_設問_:
**a)** 猫SFアンソロジイの紹介文から、ガードナー・ドゾア&ジャック・ダンのアンソロジイとして名前が出てくる書名をすべて挙げよ。
**b)** 猫SFアンソロジイの紹介文の最後の文に続けて、その先を書け。

_課題文_:
中村融による日本オリジナルの翻訳アンソロジイ。テーマは猫の登場するSFである。あとがきでも述べられている通り、SF猫アンソロジイでは扶桑社からガードナー・ドゾア&ジャック・ダンによる『魔法の猫』『不思議な猫たち』が既出(といっても20世紀のこと。このコンビによるアンソロジイは多岐にわたり『幻想の犬たち』もある)だが本書との重複はない。あえて有名な作品は外し、知られざる名作を採ったため、初訳4編、既訳の6編も3編は新訳とリフレッシュされた印象だ。ヒューゴー賞ノヴェラ部門受賞作ライバー「影の船」など、長年埋もれていた傑作が収録されているのはうれしい。物語の舞台が地球上か宇宙かで〈地上編〉〈宇宙編〉各5編に分けられている。
ジェフリー・D・コイストラ「パフ」(1993/1997):子猫が子猫のまま成長しない技術が開発され、最初の成功例の子はパフと名付けられた。ロバート・F・ヤング「ピネロピへの贈りもの」(1954/1972)*:寒い日の朝、猫を飼う老いた女性は、奇妙な少年と会話を交わす。デニス・ダンヴァーズ「ベンジャミンの治癒」(2009)*:治癒の手で回復した飼い猫は、いつまでたっても歳を取らなくなった。ナンシー・スプリンガー「化身」(1991)*:永い眠りから覚めた主人公は、カーニヴァルの出演者の一人に興味を抱く。シオドア・スタージョン「ヘリックス・ザ・キャット」(1938?/1997):画期的なガラス加工法を開発した主人公は、跳ね回る瓶を目撃する。ジョディ・リン・ナイ「宇宙に猫パンチ」(1992)*:新型宇宙船の公募クルーとマスコットの船猫が遭遇する危機とは。ジェイムス・ホワイト「共謀者たち」(1954/1972)*:宇宙船の中で、秘密のネットワークにより共謀するものたちの目的。ジェイムズ・H・シュミッツ「チックタックとわたし」(1962/1964)*:自然が保護された惑星で、標題の1匹と1人は何ものかの存在を知る。アンドレ・ノートン「猫の世界は灰色」(1953)*:寡黙で知識豊富な女、冒険心旺盛な男と猫は、さまよえる宇宙船を見つける。フリッツ・ライバー「影の船」(1969/1972):靄がかかったような世界で働く主人公と、しゃべる猫のコンビが知る真相。

_項目一覧_:
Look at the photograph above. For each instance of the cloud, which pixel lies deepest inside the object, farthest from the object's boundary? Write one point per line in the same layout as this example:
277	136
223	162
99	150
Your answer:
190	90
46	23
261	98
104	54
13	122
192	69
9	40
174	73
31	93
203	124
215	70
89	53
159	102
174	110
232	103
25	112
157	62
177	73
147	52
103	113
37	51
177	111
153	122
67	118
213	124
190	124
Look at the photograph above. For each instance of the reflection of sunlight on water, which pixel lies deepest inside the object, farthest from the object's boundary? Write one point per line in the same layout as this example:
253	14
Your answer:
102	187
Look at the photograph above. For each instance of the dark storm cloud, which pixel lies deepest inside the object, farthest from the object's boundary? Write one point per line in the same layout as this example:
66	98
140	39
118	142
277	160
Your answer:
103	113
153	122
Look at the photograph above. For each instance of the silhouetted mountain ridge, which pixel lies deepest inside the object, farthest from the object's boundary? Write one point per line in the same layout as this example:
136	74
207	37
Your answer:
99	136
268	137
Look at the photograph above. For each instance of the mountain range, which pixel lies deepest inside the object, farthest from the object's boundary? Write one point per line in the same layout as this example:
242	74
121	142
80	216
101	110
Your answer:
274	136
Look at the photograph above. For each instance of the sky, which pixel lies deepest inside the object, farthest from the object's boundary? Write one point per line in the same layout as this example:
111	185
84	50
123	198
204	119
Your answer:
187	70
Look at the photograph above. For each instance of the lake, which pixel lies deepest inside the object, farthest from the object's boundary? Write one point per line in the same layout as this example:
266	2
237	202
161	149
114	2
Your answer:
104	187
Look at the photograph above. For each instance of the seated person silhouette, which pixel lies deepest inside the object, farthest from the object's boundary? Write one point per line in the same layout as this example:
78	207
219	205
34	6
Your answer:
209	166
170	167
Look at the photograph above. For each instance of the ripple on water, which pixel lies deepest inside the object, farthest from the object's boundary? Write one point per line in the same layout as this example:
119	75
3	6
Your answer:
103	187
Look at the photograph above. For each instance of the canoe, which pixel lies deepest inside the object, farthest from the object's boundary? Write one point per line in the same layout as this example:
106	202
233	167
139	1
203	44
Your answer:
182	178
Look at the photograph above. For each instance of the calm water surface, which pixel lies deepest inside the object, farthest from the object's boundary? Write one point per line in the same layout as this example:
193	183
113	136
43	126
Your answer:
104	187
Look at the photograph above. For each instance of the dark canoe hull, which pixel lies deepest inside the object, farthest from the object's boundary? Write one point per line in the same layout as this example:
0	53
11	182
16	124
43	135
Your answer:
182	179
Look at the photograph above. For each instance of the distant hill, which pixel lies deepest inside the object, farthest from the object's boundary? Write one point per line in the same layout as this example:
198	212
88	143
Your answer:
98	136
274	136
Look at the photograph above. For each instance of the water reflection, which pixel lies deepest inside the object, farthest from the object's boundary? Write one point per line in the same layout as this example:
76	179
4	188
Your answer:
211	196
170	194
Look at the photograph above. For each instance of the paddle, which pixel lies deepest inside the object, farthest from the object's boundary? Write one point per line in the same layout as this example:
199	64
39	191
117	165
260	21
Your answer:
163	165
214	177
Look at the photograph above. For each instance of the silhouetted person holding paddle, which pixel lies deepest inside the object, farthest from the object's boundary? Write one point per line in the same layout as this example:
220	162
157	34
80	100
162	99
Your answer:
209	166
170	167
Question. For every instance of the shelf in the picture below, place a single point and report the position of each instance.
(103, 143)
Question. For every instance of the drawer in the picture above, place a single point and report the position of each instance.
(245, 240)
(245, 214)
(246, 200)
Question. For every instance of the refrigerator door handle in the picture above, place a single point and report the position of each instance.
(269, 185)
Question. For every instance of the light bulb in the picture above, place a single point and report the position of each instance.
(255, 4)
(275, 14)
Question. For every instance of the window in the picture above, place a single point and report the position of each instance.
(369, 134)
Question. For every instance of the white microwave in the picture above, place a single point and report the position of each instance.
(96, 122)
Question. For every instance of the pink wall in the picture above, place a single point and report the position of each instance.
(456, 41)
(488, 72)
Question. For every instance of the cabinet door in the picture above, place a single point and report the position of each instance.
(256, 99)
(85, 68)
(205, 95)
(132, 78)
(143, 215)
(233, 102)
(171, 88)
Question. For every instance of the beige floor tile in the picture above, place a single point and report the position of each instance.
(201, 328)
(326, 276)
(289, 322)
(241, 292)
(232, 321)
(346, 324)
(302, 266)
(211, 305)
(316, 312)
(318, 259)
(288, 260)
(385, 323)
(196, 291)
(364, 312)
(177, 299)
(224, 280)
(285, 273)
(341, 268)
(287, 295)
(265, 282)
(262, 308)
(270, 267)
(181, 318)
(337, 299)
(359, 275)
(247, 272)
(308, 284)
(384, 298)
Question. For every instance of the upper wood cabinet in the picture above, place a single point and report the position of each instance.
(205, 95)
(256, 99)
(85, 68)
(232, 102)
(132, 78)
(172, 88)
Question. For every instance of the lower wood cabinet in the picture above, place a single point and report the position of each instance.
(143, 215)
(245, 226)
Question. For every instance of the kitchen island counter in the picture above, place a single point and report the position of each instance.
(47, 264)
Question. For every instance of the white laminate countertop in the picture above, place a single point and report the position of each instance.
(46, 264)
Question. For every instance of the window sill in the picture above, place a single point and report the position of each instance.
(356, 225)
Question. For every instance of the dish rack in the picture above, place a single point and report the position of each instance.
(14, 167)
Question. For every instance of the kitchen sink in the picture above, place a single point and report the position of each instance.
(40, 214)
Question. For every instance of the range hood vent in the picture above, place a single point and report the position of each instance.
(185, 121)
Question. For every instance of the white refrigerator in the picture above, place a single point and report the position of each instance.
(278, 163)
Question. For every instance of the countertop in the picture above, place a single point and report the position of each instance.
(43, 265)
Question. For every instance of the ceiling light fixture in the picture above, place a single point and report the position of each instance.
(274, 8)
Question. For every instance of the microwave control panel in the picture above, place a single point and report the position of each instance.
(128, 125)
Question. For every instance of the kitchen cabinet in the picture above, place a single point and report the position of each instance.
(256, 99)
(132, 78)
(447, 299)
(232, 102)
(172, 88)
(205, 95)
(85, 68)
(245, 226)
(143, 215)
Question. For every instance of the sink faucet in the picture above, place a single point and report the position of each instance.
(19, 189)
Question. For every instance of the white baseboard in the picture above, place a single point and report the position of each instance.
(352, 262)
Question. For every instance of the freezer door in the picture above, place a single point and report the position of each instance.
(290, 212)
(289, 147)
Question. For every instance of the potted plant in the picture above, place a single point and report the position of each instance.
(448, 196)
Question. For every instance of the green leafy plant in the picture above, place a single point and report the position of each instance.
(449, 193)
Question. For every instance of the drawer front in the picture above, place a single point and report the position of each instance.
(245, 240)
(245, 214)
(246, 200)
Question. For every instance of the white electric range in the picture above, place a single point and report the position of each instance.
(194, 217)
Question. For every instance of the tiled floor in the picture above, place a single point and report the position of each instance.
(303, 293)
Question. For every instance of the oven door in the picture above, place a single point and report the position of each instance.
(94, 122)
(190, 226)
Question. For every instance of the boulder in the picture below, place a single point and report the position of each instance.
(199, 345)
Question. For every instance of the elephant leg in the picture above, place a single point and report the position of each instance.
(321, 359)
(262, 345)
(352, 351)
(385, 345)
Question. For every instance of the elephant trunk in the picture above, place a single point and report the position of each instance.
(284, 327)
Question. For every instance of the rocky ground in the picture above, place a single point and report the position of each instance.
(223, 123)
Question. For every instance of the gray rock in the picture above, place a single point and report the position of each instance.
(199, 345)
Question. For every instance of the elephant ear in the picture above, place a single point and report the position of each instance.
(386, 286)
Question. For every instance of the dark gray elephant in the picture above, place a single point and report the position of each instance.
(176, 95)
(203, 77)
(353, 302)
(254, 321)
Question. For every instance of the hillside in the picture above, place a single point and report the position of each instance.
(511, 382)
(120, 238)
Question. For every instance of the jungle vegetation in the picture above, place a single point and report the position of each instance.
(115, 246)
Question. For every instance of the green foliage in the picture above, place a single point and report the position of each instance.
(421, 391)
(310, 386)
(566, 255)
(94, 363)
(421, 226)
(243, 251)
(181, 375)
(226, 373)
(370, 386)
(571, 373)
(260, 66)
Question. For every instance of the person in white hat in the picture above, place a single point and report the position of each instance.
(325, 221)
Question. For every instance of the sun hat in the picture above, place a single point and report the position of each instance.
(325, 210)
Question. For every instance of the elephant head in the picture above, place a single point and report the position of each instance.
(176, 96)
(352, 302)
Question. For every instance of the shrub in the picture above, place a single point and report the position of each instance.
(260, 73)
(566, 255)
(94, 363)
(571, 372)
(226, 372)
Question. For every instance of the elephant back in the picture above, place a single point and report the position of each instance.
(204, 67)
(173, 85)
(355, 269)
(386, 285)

_設問別の解答_:
**a)** 『魔法の猫』、『不思議な猫たち』、『幻想の犬たち』

**b)**
(初出年/翻訳年)、*:初訳または新訳(既訳があるもの)
この中で純粋に猫が主人公となると「共謀者たち」くらいになる。あとは、物語の重要なファクターが猫となる点が共通する。溺愛するペットの象徴「パフ」「ピネロピの贈りもの」「ベンジャミンの治療」、謎めいた猫的主人公が登場する「化身」、一枚上手の猫「ヘリックス・ザ・キャット」、パートナーである猫「チックタックとわたし」「猫の世界は灰色」、「宇宙に猫パンチ」の猫はコードウェイナー・スミス「鼠と竜のゲーム」を思わせる使われ方だ。「影の船」は設定にひねりがあり、猫が主役ではないものの妙に存在感がある。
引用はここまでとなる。